● WORK TO BE COMPLETED
Can you write out all of the material below, word for word?

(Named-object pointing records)
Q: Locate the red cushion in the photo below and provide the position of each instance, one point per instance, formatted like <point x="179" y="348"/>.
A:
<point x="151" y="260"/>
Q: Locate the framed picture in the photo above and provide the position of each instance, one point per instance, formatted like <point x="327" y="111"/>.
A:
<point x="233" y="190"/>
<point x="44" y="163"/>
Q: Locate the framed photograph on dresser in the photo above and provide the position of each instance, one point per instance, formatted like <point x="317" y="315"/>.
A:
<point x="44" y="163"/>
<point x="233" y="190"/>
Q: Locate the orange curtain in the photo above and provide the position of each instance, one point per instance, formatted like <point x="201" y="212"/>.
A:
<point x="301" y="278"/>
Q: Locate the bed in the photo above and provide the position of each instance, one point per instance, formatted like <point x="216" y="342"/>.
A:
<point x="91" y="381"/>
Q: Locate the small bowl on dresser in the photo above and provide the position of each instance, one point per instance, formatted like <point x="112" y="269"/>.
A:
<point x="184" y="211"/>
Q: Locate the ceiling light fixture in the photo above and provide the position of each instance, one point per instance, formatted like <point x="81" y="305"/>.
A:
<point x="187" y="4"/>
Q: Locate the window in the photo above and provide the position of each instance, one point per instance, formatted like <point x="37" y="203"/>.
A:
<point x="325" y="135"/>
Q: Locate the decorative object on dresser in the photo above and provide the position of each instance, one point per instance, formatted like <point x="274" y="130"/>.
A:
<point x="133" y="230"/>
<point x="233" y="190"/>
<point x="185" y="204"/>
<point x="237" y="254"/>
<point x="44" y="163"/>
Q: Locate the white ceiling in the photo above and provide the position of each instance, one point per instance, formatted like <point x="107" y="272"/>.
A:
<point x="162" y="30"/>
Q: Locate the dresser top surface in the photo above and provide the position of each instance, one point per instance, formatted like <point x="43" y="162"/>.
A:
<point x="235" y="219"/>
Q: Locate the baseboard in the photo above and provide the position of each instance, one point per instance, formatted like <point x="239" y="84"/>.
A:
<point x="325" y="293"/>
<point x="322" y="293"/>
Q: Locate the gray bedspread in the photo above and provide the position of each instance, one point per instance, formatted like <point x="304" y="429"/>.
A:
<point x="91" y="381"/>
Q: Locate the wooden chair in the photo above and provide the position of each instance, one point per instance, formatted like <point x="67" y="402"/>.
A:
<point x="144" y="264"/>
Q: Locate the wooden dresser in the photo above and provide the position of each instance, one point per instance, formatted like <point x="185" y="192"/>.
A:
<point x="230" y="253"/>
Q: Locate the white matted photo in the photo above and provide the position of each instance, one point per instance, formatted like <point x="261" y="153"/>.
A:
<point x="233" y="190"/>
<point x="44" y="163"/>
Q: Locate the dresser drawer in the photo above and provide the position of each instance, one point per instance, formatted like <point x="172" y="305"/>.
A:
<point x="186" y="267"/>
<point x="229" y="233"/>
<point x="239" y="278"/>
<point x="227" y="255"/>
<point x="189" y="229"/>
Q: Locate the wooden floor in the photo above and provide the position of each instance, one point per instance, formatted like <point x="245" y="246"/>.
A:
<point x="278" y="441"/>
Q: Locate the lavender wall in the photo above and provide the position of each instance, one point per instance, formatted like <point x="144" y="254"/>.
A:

● THE REPLY
Q: Locate the red cushion in the photo below and provide the position of each instance, one point per instance, formatted like <point x="179" y="348"/>.
A:
<point x="151" y="260"/>
Q: Locate the framed picture in the photo above and provide the position of each instance, one point per instance, formatted like <point x="327" y="111"/>.
A:
<point x="233" y="190"/>
<point x="44" y="163"/>
Q: Locate the framed photograph on dresser in the photo above and provide the position of each instance, one point per instance, formatted like <point x="317" y="315"/>.
A:
<point x="44" y="163"/>
<point x="233" y="190"/>
Q: Locate the orange curtain in the photo above and provide the position of each instance, one point per instance, formatted like <point x="201" y="212"/>.
A:
<point x="301" y="278"/>
Q: Locate the bed in the photo above and provide the position of each instance, one point per instance, formatted like <point x="216" y="342"/>.
A:
<point x="91" y="381"/>
Q: Locate the small bowl on dresser in the photo above and provide the position of each instance, one point per instance, formatted like <point x="112" y="269"/>.
A:
<point x="184" y="211"/>
Q: Locate the ceiling light fixture in the photo above and provide the position of each instance, one point per instance, formatted like <point x="81" y="305"/>.
A:
<point x="187" y="4"/>
Q: Locate the window in the photo above and provide the position of each instance, one point per instance, formatted like <point x="37" y="203"/>.
A:
<point x="325" y="135"/>
Q: Locate the decorative object on dresser in the photo above and provide the position of each instance, one point per instance, formatted like <point x="274" y="130"/>.
A:
<point x="133" y="230"/>
<point x="233" y="190"/>
<point x="185" y="204"/>
<point x="237" y="254"/>
<point x="44" y="163"/>
Q: Locate the white ceiling in the photo above and provide the position of each instance, one point per instance, formatted like <point x="107" y="272"/>.
A:
<point x="162" y="30"/>
Q: Locate the dresser top surface in the photo above and provide the position of each instance, one point per instance, formatted like <point x="43" y="162"/>.
A:
<point x="235" y="219"/>
Q: Locate the baseboard in the photo above and provide the position of each instance, one point per instance, formatted like <point x="239" y="84"/>.
A:
<point x="325" y="293"/>
<point x="322" y="293"/>
Q: Locate the gray bedspread in the photo above and provide the position of each instance, one point per instance, formatted like <point x="304" y="429"/>.
A:
<point x="91" y="381"/>
Q: Locate the wooden chair in the photo above and provide the position of each instance, one point per instance, formatted like <point x="67" y="402"/>.
A:
<point x="144" y="264"/>
Q: Locate the wooden dresser in the photo above and provide the position of each instance, one point per instance, formatted like <point x="185" y="192"/>.
A:
<point x="230" y="253"/>
Q: Locate the white matted photo in the photo above and provide the position of each instance, one point per instance, formatted like <point x="261" y="153"/>.
A:
<point x="233" y="190"/>
<point x="44" y="163"/>
Q: Locate the dresser drawer in the photo above and provide the position of each instance, one point per instance, formatted like <point x="172" y="305"/>.
A:
<point x="186" y="267"/>
<point x="229" y="233"/>
<point x="239" y="278"/>
<point x="227" y="255"/>
<point x="189" y="229"/>
Q: Locate the wooden floor in the photo above and provide the position of each instance, one point per instance, formatted like <point x="245" y="246"/>.
A:
<point x="278" y="441"/>
Q: Locate the lavender wall in the photo above and provide the position of each instance, one point per instance, formatted like <point x="144" y="254"/>.
A:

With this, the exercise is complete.